### Task to carry out
Copy the records below word for word, but leave out the pictures.

=== Information provided ===

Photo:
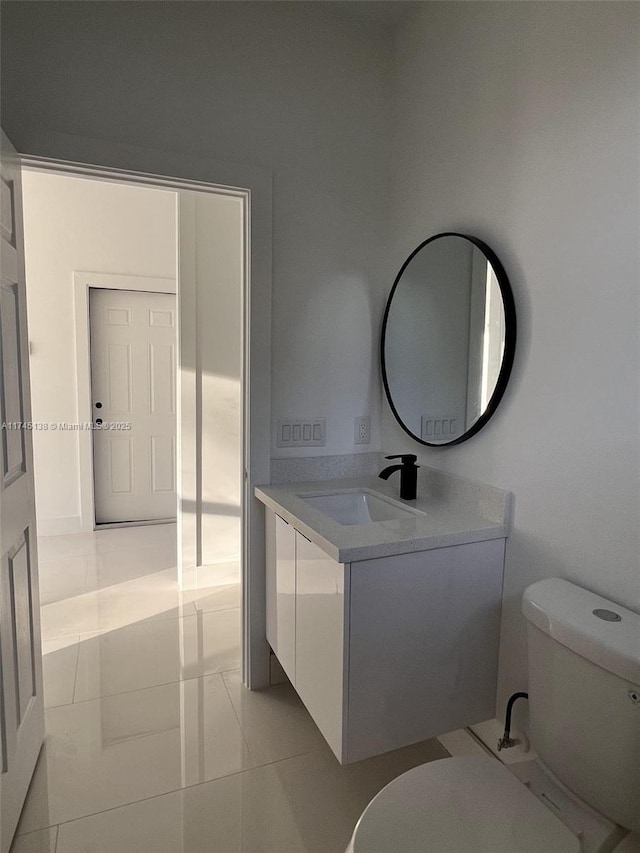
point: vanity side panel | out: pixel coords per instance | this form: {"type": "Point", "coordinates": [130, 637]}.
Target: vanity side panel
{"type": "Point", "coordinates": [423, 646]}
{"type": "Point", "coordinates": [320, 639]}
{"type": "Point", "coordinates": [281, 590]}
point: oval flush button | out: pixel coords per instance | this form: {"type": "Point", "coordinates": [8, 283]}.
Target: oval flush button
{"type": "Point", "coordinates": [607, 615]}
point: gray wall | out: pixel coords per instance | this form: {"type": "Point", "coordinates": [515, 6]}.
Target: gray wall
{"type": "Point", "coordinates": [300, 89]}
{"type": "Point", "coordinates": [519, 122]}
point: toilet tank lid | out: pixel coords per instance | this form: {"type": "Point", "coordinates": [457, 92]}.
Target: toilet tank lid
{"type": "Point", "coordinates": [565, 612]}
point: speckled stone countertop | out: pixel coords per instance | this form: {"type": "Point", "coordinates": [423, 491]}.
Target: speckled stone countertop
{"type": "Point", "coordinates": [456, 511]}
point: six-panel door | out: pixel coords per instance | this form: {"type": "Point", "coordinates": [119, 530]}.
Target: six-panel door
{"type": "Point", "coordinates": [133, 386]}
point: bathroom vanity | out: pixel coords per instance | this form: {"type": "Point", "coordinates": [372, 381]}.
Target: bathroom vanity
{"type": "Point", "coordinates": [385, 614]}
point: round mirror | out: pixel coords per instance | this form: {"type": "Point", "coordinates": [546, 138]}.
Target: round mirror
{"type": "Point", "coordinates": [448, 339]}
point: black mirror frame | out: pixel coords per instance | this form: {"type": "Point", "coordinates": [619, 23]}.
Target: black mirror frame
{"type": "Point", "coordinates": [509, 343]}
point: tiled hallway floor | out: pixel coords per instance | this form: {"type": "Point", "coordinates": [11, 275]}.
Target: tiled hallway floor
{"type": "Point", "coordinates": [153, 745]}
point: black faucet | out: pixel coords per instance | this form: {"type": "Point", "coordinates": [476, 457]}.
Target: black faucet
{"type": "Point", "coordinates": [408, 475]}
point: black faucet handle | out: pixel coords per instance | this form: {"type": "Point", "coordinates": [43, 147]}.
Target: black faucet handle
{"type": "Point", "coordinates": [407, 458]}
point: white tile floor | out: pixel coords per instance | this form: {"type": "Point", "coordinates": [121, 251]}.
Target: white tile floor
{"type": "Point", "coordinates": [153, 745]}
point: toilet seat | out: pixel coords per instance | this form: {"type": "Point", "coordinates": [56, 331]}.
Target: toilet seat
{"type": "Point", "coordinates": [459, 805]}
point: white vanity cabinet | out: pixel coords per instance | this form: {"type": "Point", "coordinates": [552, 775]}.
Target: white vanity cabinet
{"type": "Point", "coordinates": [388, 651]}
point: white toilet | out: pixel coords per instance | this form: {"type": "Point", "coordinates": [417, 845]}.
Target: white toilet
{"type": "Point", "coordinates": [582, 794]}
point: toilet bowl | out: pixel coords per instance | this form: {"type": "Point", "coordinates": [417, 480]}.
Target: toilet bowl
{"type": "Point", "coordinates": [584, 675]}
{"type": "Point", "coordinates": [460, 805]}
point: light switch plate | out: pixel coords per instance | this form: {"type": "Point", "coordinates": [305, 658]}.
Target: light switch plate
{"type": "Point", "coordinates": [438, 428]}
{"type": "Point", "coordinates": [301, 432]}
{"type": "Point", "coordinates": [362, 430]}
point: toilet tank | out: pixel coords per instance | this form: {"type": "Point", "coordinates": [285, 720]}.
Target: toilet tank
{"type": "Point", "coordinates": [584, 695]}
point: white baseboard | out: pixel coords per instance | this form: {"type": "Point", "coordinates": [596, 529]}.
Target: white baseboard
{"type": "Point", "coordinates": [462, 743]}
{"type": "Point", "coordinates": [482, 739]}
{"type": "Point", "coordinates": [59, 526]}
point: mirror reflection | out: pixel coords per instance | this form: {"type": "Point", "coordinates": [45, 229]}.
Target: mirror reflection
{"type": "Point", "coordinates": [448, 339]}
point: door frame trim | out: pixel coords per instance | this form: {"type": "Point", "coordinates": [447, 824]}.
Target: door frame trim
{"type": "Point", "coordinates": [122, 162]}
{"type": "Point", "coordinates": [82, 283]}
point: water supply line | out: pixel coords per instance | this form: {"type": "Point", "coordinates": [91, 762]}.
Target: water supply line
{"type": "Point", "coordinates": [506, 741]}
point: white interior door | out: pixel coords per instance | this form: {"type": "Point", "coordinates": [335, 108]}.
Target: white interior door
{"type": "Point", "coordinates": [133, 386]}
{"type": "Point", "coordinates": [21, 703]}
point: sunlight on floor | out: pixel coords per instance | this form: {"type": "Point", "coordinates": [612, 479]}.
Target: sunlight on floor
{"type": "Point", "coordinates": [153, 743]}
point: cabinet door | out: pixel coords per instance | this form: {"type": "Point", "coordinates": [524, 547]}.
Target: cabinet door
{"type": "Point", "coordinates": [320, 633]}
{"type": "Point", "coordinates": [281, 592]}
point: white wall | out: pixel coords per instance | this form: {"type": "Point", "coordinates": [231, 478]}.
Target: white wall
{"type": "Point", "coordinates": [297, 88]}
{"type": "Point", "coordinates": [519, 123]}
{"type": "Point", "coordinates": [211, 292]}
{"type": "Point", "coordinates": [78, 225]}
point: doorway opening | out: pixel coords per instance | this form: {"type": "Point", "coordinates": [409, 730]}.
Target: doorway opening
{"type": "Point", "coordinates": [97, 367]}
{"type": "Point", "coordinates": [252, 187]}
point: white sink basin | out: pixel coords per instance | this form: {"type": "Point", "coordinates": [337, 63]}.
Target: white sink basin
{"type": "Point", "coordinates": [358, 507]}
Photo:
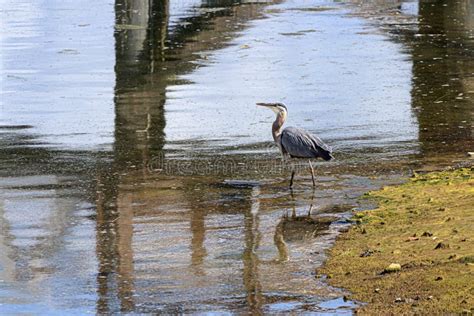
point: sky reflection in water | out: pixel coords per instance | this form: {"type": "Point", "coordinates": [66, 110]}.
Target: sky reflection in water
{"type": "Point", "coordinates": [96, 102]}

===

### Exercise solution
Photo:
point: vanity side panel | out: pixel coords per instance | this form: {"type": "Point", "coordinates": [130, 637]}.
Target: vanity side panel
{"type": "Point", "coordinates": [423, 646]}
{"type": "Point", "coordinates": [320, 639]}
{"type": "Point", "coordinates": [281, 590]}
point: oval flush button | out: pixel coords per instance | this form: {"type": "Point", "coordinates": [8, 283]}.
Target: oval flush button
{"type": "Point", "coordinates": [607, 615]}
point: gray wall | out: pixel coords per instance | this form: {"type": "Point", "coordinates": [515, 6]}.
Target: gray wall
{"type": "Point", "coordinates": [300, 89]}
{"type": "Point", "coordinates": [519, 122]}
point: toilet tank lid | out: pixel coords per instance | this form: {"type": "Point", "coordinates": [457, 92]}.
Target: toilet tank lid
{"type": "Point", "coordinates": [565, 612]}
point: speckled stone countertop | out: pixel coords per instance | this form: {"type": "Point", "coordinates": [423, 491]}.
Target: speckled stone countertop
{"type": "Point", "coordinates": [456, 511]}
point: six-panel door | out: pixel coords per instance | this form: {"type": "Point", "coordinates": [119, 530]}.
Target: six-panel door
{"type": "Point", "coordinates": [133, 386]}
point: bathroom vanity | out: pixel coords per instance | this form: {"type": "Point", "coordinates": [372, 381]}.
Target: bathroom vanity
{"type": "Point", "coordinates": [385, 614]}
point: round mirror | out: pixel coords per instance | this form: {"type": "Point", "coordinates": [546, 138]}.
Target: round mirror
{"type": "Point", "coordinates": [448, 339]}
point: black mirror frame | out: pixel coords per instance | this form: {"type": "Point", "coordinates": [619, 23]}.
Target: black mirror frame
{"type": "Point", "coordinates": [509, 343]}
point: tiled hallway floor | out: pixel coords per instance | this form: {"type": "Point", "coordinates": [11, 275]}.
Target: tiled hallway floor
{"type": "Point", "coordinates": [153, 745]}
point: black faucet | out: pixel coords per instance | this form: {"type": "Point", "coordinates": [476, 457]}.
Target: black faucet
{"type": "Point", "coordinates": [408, 475]}
point: black faucet handle | out: pixel coords per instance | this form: {"type": "Point", "coordinates": [43, 147]}.
Target: black faucet handle
{"type": "Point", "coordinates": [407, 458]}
point: white tile floor | out: pixel coords per instance | this form: {"type": "Point", "coordinates": [121, 251]}.
Target: white tile floor
{"type": "Point", "coordinates": [153, 745]}
point: toilet seat | out: pixel coords per instance | this form: {"type": "Point", "coordinates": [56, 331]}.
Target: toilet seat
{"type": "Point", "coordinates": [459, 805]}
point: white vanity cabinet | out: pixel coords per instance | this form: {"type": "Point", "coordinates": [552, 775]}.
Target: white vanity cabinet
{"type": "Point", "coordinates": [388, 651]}
point: white toilet | out: pixel coords per instance | this form: {"type": "Point", "coordinates": [417, 845]}.
Target: white toilet
{"type": "Point", "coordinates": [582, 794]}
point: toilet bowl | out: pixel coords per instance | this form: {"type": "Point", "coordinates": [417, 480]}.
Target: toilet bowl
{"type": "Point", "coordinates": [584, 675]}
{"type": "Point", "coordinates": [460, 805]}
point: light switch plate | out: pixel coords per instance | this form: {"type": "Point", "coordinates": [305, 658]}.
Target: light switch plate
{"type": "Point", "coordinates": [438, 428]}
{"type": "Point", "coordinates": [301, 432]}
{"type": "Point", "coordinates": [362, 430]}
point: toilet tank | out: pixel coords per instance | this form: {"type": "Point", "coordinates": [285, 720]}.
Target: toilet tank
{"type": "Point", "coordinates": [584, 695]}
point: white baseboard | out: pixel coords per instance | this form: {"type": "Point", "coordinates": [596, 529]}.
Target: white baseboard
{"type": "Point", "coordinates": [462, 743]}
{"type": "Point", "coordinates": [482, 739]}
{"type": "Point", "coordinates": [59, 526]}
point: mirror reflection | out: pixel coords per instance | this form: {"type": "Point", "coordinates": [45, 229]}.
Target: mirror reflection
{"type": "Point", "coordinates": [448, 339]}
point: door frame trim | out: pixel coords per instance | this form: {"type": "Point", "coordinates": [447, 824]}.
Target: door frame trim
{"type": "Point", "coordinates": [122, 162]}
{"type": "Point", "coordinates": [82, 283]}
point: water supply line | out: pixel coords per instance | this form: {"type": "Point", "coordinates": [91, 762]}.
Target: water supply line
{"type": "Point", "coordinates": [506, 741]}
point: white interior door | out: pixel coords per instance | this form: {"type": "Point", "coordinates": [335, 108]}.
Target: white interior door
{"type": "Point", "coordinates": [133, 386]}
{"type": "Point", "coordinates": [21, 703]}
point: sunlight on floor | out: pixel coords per instance | this form: {"type": "Point", "coordinates": [612, 479]}.
Target: sunlight on floor
{"type": "Point", "coordinates": [153, 743]}
point: cabinet door | out: pixel coords per instance | this form: {"type": "Point", "coordinates": [524, 547]}.
Target: cabinet door
{"type": "Point", "coordinates": [320, 633]}
{"type": "Point", "coordinates": [281, 592]}
point: white wall | out: pixel coords per instance | this form: {"type": "Point", "coordinates": [231, 478]}.
Target: white wall
{"type": "Point", "coordinates": [297, 88]}
{"type": "Point", "coordinates": [519, 123]}
{"type": "Point", "coordinates": [211, 292]}
{"type": "Point", "coordinates": [78, 225]}
point: doorway opening | out: pixel coords per instance | this form: {"type": "Point", "coordinates": [409, 730]}.
Target: doorway opening
{"type": "Point", "coordinates": [97, 367]}
{"type": "Point", "coordinates": [252, 187]}
point: white sink basin | out: pixel coords per instance | this form: {"type": "Point", "coordinates": [337, 63]}.
Target: white sink basin
{"type": "Point", "coordinates": [358, 507]}
Photo:
point: sky reflection in water | out: pixel coords per instance | this form: {"type": "Point", "coordinates": [66, 110]}.
Target: sky reflection in water
{"type": "Point", "coordinates": [96, 102]}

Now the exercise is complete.